■ **WHAT IS BEING ASKED**: Reproduce the stretch of lines from the one containing "Provide one point per instance of the dark" through the one containing "[(128, 129)]", keeping every line, and offset each x and y coordinate in the answers by adding 39 to it.

[Dataset records on where objects are located]
§ §
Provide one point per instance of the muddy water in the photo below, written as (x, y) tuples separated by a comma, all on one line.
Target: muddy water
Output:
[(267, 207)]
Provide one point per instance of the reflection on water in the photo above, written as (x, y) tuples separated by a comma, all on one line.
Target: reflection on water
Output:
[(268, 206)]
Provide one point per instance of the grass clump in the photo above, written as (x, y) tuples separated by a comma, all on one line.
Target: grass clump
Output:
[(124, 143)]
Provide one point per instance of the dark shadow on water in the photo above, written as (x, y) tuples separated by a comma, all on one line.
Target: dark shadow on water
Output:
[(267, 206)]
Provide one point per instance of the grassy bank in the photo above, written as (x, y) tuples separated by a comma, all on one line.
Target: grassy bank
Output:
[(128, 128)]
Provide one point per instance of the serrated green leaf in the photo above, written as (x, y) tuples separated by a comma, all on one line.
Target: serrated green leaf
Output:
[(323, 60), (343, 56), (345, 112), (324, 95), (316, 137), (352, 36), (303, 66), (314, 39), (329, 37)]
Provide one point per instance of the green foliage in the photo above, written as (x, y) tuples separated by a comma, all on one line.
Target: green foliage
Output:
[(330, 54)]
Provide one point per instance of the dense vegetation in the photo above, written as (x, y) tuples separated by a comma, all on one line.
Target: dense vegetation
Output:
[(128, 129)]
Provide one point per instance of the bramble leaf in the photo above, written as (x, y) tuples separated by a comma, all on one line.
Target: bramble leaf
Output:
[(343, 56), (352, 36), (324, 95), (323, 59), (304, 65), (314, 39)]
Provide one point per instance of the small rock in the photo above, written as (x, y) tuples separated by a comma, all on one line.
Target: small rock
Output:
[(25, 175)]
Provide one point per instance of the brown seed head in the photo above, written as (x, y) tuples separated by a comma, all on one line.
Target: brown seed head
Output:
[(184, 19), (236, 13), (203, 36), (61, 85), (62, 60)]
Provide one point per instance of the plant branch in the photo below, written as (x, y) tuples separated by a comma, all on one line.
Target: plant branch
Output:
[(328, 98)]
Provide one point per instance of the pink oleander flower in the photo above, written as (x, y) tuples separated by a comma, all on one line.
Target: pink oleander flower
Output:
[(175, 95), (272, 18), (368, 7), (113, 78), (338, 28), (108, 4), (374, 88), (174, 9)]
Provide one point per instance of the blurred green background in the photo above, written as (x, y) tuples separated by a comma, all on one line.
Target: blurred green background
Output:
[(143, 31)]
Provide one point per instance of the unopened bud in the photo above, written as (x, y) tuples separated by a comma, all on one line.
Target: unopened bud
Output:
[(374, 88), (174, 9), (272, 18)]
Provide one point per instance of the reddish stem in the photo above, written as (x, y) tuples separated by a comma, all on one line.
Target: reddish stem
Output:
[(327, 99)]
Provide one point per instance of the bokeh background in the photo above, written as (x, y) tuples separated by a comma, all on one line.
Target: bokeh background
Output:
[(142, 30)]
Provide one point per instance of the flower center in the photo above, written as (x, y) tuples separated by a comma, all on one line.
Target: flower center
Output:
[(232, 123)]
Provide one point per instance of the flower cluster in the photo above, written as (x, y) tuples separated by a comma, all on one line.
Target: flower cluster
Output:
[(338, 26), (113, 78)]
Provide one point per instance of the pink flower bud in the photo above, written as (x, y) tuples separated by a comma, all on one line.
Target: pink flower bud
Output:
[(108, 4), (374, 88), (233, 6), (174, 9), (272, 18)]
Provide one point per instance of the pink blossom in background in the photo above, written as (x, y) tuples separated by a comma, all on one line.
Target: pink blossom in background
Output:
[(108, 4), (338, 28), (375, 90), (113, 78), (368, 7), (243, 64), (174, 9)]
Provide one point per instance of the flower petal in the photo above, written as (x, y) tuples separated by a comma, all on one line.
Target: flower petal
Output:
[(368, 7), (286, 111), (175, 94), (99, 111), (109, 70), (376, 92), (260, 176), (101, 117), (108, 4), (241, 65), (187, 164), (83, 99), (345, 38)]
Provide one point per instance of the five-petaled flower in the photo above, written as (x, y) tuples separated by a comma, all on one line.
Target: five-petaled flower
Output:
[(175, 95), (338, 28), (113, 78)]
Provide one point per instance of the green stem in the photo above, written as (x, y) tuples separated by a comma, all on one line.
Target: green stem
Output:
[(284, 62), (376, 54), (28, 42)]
§ §
■ **FULL RESPONSE**:
Provide one point per instance of the dark shadow on water in the photo above, written as (x, y) tuples separated by a comma, all on one line.
Target: dark shadow on water
Output:
[(306, 245)]
Provide one point per instance of the grassy bank in the photo above, written as (x, y) tuples separated by a comma, all on one line.
Target: grassy bank
Output:
[(167, 167)]
Provide one point per instance of the serrated green leaf in the photo above, written as (x, y) tuples separated by a comma, all on one line.
Target: serrated green leaf
Output:
[(362, 99), (382, 95), (384, 151), (363, 134), (355, 176), (391, 75), (342, 105), (353, 78), (368, 76)]
Provide one point per instance of the green foliage in the photo above, written as (x, y) tuples separated by a comma, all on one line.
Target: green foliage
Output:
[(369, 93)]
Provide one point per instance of the dense vegetation in the photo above, written as (x, y) tuples separated by a comma, all on one line.
Target: dense vegetation
Output:
[(167, 168)]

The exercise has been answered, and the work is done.